* **Description of the task**
Continue the biography of rugby league player Bryce Gibbs from the point where it stops.

Personal information
- Full name: Bryce Kenneth Gibbs
- Born: 5 November 1984 (age 41) Camden, New South Wales, Australia

Playing information
- Height: 188 cm (6 ft 2 in)
- Weight: 108 kg (17 st 0 lb)
- Position: Prop
Club
| Years | Team | Pld | T | G | FG | P |
| 2003–11 | Wests Tigers | 155 | 3 | 0 | 0 | 12 |
| 2012–14 | Cronulla Sharks | 42 | 1 | 0 | 0 | 4 |
|  | Total | 197 | 4 | 0 | 0 | 16 |
Representative
| Years | Team | Pld | T | G | FG | P |
| 2007–12 | City Origin | 4 | 0 | 0 | 0 | 0 |
- Source:

= Bryce Gibbs (rugby league) =

Australian rugby league footballer (born 1984)

Bryce Gibbs (born 5 November 1984 in Camden, New South Wales) is an Australian former professional rugby league footballer He played for the Wests Tigers with whom he won the 2005 NRL Premiership, and for the Cronulla-Sutherland Sharks of the National Rugby League (NRL). He has been called, "a passionate clubman, popular among teammates and a front-rower with good line-speed and a willingness to get his hands dirty."

* **Extracted entries**
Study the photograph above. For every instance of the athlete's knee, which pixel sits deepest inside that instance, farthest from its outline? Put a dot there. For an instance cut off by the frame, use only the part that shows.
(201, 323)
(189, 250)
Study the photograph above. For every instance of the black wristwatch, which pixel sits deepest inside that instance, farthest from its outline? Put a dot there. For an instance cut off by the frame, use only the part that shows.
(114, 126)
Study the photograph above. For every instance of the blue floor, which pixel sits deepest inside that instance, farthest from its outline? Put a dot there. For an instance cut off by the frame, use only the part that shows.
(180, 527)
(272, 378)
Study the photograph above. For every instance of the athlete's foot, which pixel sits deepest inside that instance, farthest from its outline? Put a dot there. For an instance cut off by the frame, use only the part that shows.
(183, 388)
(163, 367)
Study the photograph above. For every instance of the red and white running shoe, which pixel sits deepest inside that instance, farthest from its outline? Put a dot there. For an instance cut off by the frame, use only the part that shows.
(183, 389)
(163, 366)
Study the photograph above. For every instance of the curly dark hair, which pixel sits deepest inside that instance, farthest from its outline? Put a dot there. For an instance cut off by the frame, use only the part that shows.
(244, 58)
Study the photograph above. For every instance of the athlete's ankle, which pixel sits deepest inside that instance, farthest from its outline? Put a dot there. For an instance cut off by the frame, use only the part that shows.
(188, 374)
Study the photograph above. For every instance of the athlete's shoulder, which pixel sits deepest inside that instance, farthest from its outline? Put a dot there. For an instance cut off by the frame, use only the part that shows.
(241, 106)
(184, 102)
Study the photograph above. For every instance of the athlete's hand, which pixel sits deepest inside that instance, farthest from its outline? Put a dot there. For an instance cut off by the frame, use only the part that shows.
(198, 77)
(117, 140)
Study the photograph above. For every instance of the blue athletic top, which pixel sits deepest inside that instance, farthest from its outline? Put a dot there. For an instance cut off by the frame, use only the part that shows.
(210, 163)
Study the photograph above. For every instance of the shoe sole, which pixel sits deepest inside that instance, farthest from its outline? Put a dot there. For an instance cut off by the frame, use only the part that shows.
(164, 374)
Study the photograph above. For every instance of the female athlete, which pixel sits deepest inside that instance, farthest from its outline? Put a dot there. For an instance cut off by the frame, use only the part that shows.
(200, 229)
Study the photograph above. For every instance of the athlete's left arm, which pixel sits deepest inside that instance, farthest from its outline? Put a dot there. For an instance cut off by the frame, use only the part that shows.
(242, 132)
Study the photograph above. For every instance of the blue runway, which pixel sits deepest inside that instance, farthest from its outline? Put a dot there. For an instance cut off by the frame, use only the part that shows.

* **Output for this task**
==Background==
Born in Camden, New South Wales, Gibbs played junior football with the Leumeah Wolves and Macquarie Fields Hawks before being signed by the Wests Tigers.

==Playing career==

===Wests Tigers===
Gibbs made his NRL debut against Penrith in August 2003, scoring a try with his first touch of the ball. "I came off the bench for the Tigers against Penrith at Penrith. I got the ball and scored and thought 'how good’s this'," Gibbs later said.

In 2004 Gibbs was suspended for five matches following an incident in which he made contact with Brisbane Broncos five-eighth Casey McGuire.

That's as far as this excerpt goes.